[TASK REQUIREMENTS]
A - Answer these questions from the streptozotocin rat study abstract below, one line each, marked as the questions are.
(i) What dose of streptozotocin did the rats receive?
(ii) At which time points were electroretinogram responses recorded?
(iii) Cells of which retinal layer showed increased D–aspartate uptake?
B - Decide whether each statement below agrees with the streptozotocin rat study abstract. Answer yes or no, and quote the words from the abstract that settle it.
(i) The control rats were given citrate buffer.
(ii) Sustained hyperglycemia significantly changed retinal morphology.
(iii) The rats were fasted before treatment.
C - Translate this sentence from the streptozotocin rat study abstract into Spanish: "Sustained hyperglycemic insult to Sprague–Dawley male rats elicited early visual deficits as quantitated by changes of ERG oscillatory potentials."

[[ SELECTED EXCERPT open ]]

Non–fasted male Sprague–Dawley rats received either a single intraperitoneal injection of streptozotocin (STZ, 60 mg/kg body weight) or an equal volume of citrate buffer (pH 4.5) as a vehicle control. Blood glucose was determined biweekly using a commercial glucometer. At 0, 3, 6, 9, and 12 weeks, rats were dark–adapted x 2h, anesthetized, pupils fully dilated and electroretinogram (ERG) responses were recorded. At 12 weeks, retinal neurotransmitter distribution and D–aspartate uptake were determined by immunogold immuno–histochemistry with silver intensification.
Rats treated with a single injection of STZ developed elevated levels of blood glucose (528.7 + 47.4 mg%, n=3, p<0.0001), compared to vehicle–treated control (100.8 + 6.7 mg%, n=4), that were sustained for the duration of the study. At 6, 9, and 12 weeks following STZ–treatment, ERG oscillatory potential amplitudes were found to be significantly (p< 0.05) reduced in STZ treated rats compared to vehicle–treated controls. Changes in ERG a– and b–waves, retinal morphology, and the distribution of the retinal neurotransmitters glutamate and glutamine were not significantly affected by sustained hyperglycemia. D–Aspartate uptake by cells of the retinal inner nuclear layer was significantly increased in STZ–treated rats (13.6 + 1.96 / 1000µm2, p<0.01) compared to vehicle–treated controls (5.8 + 0.39 / 1000 µm2).
Sustained hyperglycemic insult to Sprague–Dawley male rats elicited early visual deficits as quantitated by changes of ERG oscillatory potentials. Altered retinal function was not associated with changes in retinal morphology, glutamate and glutamine neurotransmitter distribution. Increased D–aspartate transport by cells of the inner nuclear layer may serve a compensatory protective role in the early phase of diabetic retinopathy.

[[ SELECTED EXCERPT closed ]]
[[ SUPPLIED MATERIAL open ]]

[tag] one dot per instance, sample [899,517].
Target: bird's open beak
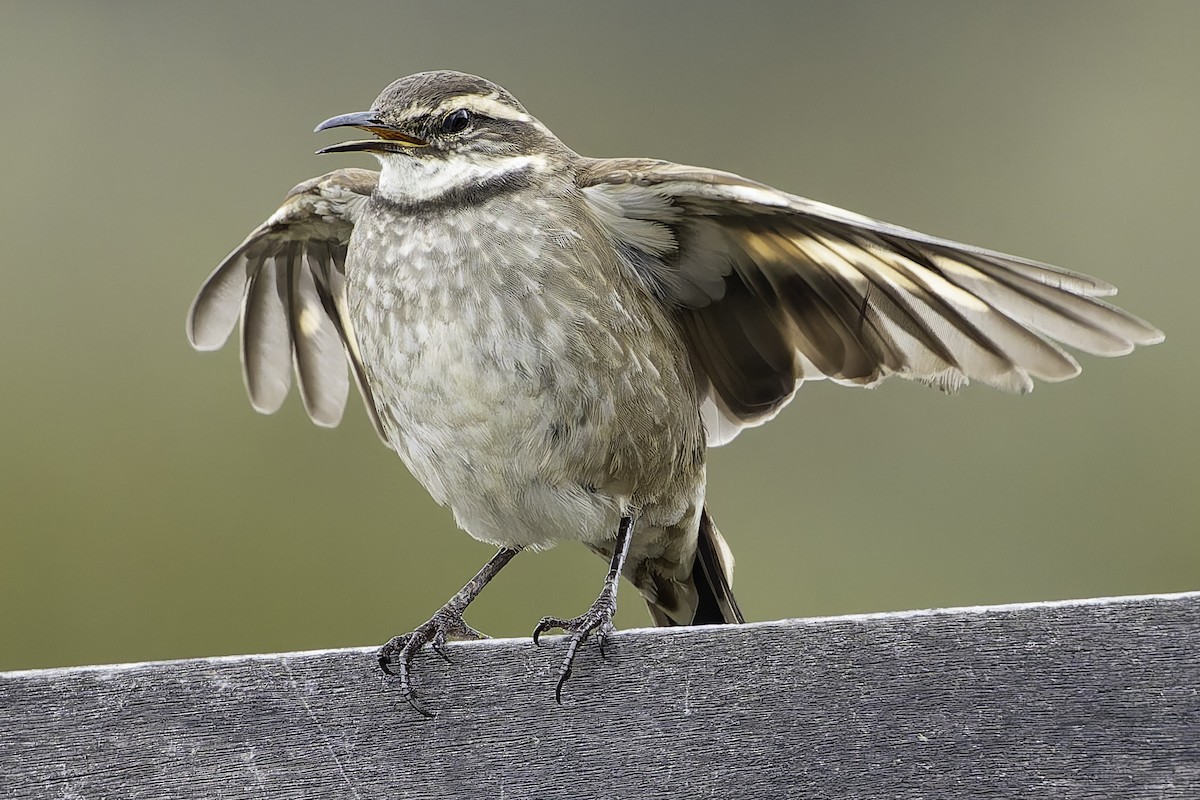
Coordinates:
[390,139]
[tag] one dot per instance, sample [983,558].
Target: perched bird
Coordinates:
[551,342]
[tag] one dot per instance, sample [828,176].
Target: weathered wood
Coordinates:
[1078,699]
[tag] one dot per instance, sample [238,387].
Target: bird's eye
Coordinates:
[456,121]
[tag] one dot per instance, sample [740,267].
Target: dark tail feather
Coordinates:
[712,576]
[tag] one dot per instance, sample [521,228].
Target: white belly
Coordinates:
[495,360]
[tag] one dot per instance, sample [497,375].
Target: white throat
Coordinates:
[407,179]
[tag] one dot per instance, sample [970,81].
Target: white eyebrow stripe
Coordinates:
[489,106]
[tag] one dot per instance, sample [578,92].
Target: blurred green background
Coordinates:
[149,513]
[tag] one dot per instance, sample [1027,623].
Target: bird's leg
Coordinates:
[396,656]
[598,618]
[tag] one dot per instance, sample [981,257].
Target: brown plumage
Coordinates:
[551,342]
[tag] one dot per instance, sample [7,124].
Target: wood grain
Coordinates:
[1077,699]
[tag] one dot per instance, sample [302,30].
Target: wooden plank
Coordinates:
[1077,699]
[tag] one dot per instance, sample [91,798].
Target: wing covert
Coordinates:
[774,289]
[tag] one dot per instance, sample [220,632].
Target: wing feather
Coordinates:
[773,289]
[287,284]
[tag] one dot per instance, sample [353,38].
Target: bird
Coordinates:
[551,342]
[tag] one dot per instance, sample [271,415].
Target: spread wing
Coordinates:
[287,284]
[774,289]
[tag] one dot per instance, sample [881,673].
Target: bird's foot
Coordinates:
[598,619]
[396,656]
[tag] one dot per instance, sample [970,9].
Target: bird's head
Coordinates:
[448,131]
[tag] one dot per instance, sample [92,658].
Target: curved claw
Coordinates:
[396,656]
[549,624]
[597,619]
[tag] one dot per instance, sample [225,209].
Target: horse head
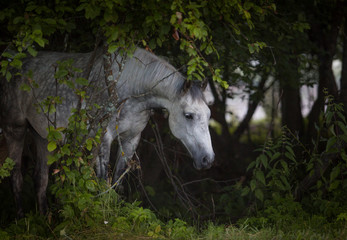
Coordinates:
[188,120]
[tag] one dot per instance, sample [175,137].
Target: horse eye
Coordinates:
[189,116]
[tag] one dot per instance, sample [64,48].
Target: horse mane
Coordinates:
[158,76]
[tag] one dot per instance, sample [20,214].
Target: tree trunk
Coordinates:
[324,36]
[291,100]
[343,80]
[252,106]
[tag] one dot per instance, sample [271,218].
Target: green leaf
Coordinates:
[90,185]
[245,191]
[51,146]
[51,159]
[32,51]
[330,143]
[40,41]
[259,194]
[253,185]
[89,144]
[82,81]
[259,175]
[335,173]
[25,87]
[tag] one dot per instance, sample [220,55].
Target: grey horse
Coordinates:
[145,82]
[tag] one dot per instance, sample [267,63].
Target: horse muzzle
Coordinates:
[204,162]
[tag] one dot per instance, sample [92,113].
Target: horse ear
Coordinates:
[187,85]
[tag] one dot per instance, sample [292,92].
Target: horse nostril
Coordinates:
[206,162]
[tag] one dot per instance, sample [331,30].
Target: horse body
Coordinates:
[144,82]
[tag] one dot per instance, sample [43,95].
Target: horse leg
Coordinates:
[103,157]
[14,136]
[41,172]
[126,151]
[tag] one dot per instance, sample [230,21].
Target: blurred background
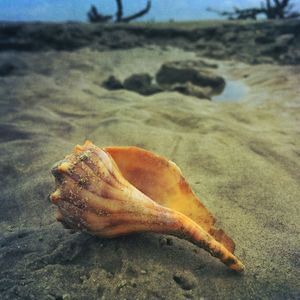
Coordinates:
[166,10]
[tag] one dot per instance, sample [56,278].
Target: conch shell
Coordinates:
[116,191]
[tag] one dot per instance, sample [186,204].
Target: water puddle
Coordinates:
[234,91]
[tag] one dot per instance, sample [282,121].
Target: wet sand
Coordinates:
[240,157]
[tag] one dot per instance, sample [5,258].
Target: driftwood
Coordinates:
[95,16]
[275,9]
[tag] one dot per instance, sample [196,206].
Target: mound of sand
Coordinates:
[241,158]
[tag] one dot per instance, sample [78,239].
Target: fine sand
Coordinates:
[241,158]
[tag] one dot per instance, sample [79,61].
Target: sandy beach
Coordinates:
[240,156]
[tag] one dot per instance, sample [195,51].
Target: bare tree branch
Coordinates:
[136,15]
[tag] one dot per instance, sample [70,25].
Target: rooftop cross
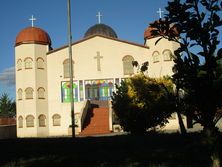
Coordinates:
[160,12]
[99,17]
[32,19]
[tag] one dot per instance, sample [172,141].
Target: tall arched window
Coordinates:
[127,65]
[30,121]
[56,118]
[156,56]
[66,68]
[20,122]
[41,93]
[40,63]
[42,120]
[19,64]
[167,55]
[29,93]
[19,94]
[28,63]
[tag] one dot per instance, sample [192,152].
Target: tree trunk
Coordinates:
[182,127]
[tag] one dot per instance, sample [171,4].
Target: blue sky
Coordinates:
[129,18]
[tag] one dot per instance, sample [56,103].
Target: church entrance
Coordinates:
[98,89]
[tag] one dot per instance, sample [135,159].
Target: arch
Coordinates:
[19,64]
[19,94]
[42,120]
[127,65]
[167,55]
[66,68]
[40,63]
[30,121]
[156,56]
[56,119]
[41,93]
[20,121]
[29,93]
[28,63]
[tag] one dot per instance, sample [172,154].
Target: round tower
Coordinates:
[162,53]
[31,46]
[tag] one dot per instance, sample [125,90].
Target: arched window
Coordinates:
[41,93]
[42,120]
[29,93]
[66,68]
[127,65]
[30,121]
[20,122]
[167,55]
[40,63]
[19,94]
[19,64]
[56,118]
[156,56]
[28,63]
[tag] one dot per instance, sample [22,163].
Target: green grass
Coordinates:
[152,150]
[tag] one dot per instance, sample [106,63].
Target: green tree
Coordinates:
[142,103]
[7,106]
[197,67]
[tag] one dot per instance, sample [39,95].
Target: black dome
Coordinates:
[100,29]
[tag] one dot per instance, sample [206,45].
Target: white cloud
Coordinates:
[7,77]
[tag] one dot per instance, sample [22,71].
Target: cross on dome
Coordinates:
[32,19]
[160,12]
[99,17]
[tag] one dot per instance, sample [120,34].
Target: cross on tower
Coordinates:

[[ SUPPLIED MATERIAL closed ]]
[[ SUPPLIED MATERIAL open ]]

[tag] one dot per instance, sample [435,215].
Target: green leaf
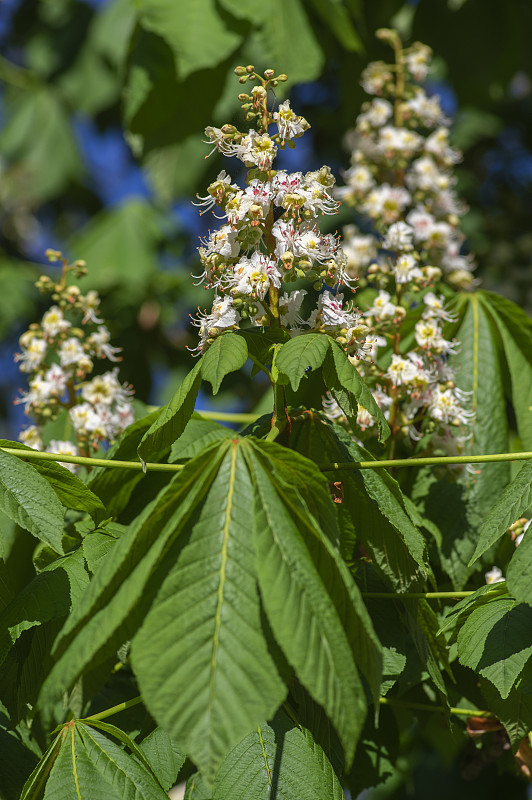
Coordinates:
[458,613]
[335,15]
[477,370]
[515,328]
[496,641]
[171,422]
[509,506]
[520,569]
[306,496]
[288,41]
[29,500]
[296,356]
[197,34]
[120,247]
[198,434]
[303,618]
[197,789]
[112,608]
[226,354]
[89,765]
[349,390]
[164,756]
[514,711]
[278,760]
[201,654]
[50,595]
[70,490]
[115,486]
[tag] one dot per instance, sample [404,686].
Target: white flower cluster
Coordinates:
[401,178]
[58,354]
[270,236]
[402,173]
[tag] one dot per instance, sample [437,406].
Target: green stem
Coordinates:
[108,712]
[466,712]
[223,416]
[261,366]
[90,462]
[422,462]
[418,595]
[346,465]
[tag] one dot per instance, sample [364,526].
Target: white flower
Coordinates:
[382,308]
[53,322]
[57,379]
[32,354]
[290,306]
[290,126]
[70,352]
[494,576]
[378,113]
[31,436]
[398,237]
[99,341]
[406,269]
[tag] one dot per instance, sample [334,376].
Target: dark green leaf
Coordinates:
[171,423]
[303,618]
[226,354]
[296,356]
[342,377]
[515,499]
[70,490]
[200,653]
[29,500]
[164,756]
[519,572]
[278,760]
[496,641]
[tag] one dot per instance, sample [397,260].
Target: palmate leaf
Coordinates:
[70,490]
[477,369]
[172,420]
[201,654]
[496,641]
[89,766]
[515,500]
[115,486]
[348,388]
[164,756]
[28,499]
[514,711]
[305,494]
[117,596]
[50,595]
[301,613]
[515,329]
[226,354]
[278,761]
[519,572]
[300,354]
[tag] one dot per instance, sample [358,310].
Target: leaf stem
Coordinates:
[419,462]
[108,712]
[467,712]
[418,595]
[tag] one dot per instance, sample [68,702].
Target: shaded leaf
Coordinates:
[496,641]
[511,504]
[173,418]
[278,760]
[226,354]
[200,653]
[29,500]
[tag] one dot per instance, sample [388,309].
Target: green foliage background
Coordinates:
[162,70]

[[ SUPPLIED MATERIAL closed ]]

[SOLVED TASKS]
A -
(i) 60 mg/kg body weight, as a single intraperitoneal injection.
(ii) At 0, 3, 6, 9, and 12 weeks.
(iii) The retinal inner nuclear layer.

B -
(i) Yes: "an equal volume of citrate buffer (pH 4.5) as a vehicle control"
(ii) No: "Changes in ERG a– and b–waves, retinal morphology, and the distribution of the retinal neurotransmitters glutamate and glutamine were not significantly affected by sustained hyperglycemia."
(iii) No: "Non–fasted male Sprague–Dawley rats"

C - La agresión hiperglucémica sostenida en ratas macho Sprague–Dawley provocó déficits visuales tempranos, cuantificados mediante los cambios en los potenciales oscilatorios del ERG.